The renderer is specified via ``renderer_cfg`` on :class:`~sensors.CameraCfg`. The camera and
renderer configurations are fully decoupled: you can swap renderers without changing any other camera
parameters.

**Default (RTX, requires Isaac Sim):**

.. code-block:: python

    from isaaclab.sensors import CameraCfg
    import isaaclab.sim as sim_utils
    # IsaacRtxRendererCfg is the default, no explicit import needed

    tiled_camera: CameraCfg = CameraCfg(
        prim_path="/World/envs/env_.*/Camera",
        offset=CameraCfg.OffsetCfg(pos=(-7.0, 0.0, 3.0), rot=(0.9945, 0.0, 0.1045, 0.0), convention="world"),
        data_types=["rgb"],
        spawn=sim_utils.PinholeCameraCfg(
            focal_length=24.0, focus_distance=400.0, horizontal_aperture=20.955, clipping_range=(0.1, 20.0)
        ),
        width=80,
        height=80,
        # renderer_cfg defaults to IsaacRtxRendererCfg()
    )

### PROVIDED MATERIAL:

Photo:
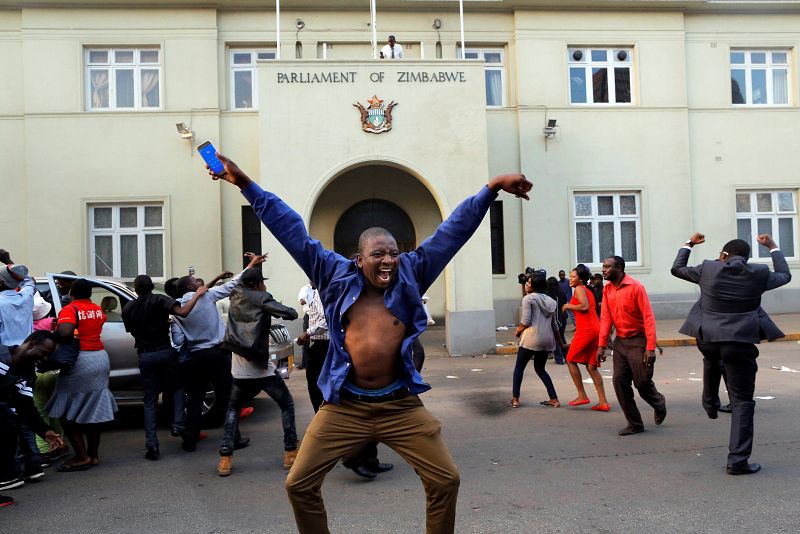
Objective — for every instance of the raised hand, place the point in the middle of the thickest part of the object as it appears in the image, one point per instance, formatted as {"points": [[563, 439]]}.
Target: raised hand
{"points": [[233, 173], [256, 259], [767, 241], [514, 183], [697, 238]]}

### WHAT IS REQUIRED:
Continue the camera renderer documentation from the end of its last code block.

### RESULT FOR THIS TASK:
**Newton Warp renderer (kit-less, no Isaac Sim required):**

.. code-block:: python

    from isaaclab.sensors import CameraCfg
    from isaaclab_newton.renderers import NewtonWarpRendererCfg
    import isaaclab.sim as sim_utils

    tiled_camera: CameraCfg = CameraCfg(
        prim_path="/World/envs/env_.*/Camera",
        offset=CameraCfg.OffsetCfg(pos=(-7.0, 0.0, 3.0), rot=(0.9945, 0.0, 0.1045, 0.0), convention="world"),
        data_types=["rgb", "depth"],  # only rgb and depth supported with Newton renderer
        spawn=sim_utils.PinholeCameraCfg(
            focal_length=24.0, focus_distance=400.0, horizontal_aperture=20.955, clipping_range=(0.1, 20.0)
        ),
        width=80,
        height=80,
        renderer_cfg=NewtonWarpRendererCfg(),
    )

**Multi-backend preset (switches renderer alongside physics backend):**

For environments that need to support both backends, use
:class:`~isaaclab_tasks.utils.presets.MultiBackendRendererCfg` together with the
:ref:`PresetCfg pattern <migrating-to-isaaclab-3-0>`:

.. code-block:: python

    from isaaclab.sensors import CameraCfg
    from isaaclab_tasks.utils.presets import MultiBackendRendererCfg
    import isaaclab.sim as sim_utils

    tiled_camera: CameraCfg = CameraCfg(
        prim_path="/World/envs/env_.*/Camera",
        offset=CameraCfg.OffsetCfg(pos=(-7.0, 0.0, 3.0), rot=(0.9945, 0.0, 0.1045, 0.0), convention="world"),
        data_types=["rgb"],
        spawn=sim_utils.PinholeCameraCfg(
            focal_length=24.0, focus_distance=400.0, horizontal_aperture=20.955, clipping_range=(0.1, 20.0)
        ),
        width=80,
        height=80,
        renderer_cfg=MultiBackendRendererCfg(),  # selects RTX or Newton Warp via presets= CLI arg
    )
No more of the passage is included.